»»

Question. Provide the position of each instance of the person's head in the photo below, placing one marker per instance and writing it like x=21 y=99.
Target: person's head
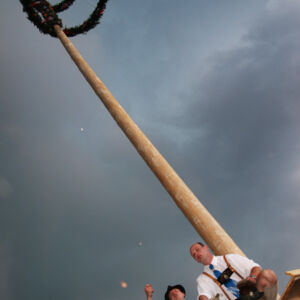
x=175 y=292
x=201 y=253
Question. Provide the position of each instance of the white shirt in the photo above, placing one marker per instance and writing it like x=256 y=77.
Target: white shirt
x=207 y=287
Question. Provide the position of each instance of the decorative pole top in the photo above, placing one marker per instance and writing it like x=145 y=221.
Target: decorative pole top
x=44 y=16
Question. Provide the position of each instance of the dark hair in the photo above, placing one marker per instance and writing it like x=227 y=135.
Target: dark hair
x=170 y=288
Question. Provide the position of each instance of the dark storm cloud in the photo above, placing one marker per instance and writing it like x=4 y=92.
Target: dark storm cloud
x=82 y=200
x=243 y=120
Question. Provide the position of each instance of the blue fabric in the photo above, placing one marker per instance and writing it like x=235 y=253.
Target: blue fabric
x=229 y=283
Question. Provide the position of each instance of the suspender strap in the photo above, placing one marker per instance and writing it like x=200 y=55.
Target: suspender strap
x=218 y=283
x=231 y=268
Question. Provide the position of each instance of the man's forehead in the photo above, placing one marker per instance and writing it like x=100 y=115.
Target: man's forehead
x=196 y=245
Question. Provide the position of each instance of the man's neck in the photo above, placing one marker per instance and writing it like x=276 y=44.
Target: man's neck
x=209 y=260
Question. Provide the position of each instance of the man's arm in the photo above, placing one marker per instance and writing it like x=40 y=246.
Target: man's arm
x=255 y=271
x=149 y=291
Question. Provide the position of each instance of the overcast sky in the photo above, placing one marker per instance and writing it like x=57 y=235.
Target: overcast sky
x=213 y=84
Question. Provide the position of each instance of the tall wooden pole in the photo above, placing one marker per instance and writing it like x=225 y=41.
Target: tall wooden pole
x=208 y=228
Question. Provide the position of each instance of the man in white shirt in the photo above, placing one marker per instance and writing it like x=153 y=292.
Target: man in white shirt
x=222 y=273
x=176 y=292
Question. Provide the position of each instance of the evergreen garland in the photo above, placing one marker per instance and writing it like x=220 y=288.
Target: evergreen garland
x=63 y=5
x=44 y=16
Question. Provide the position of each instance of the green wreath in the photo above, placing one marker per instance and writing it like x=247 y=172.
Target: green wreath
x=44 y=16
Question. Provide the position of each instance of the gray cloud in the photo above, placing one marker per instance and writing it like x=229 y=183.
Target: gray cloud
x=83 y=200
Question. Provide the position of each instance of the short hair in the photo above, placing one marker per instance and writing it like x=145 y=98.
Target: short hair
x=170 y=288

««
»»

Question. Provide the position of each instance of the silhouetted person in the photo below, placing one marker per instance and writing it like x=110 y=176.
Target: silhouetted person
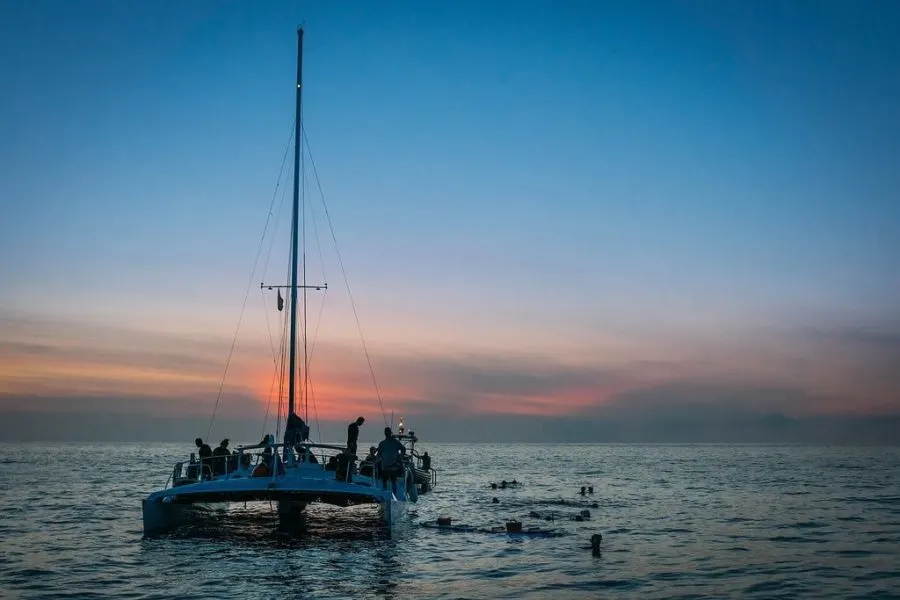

««

▸ Task statement:
Rewrite the records starting at the line that contains "Question. Provide the position of each instance of the suspender" and ending at the line that contains "x=196 y=245", changing "suspender strap" to "shoulder strap" and keeping everything else the same.

▸ Written solution:
Question. Provide the position of each instance of the shoulder strap in the photo above, placing one marker per instance and writing it like x=200 y=55.
Target: shoulder strap
x=218 y=283
x=231 y=268
Question. Provide the position of each instance of the man's forehead in the photo above, placing one marker per instance and writing it like x=100 y=115.
Target: man's forehead
x=196 y=245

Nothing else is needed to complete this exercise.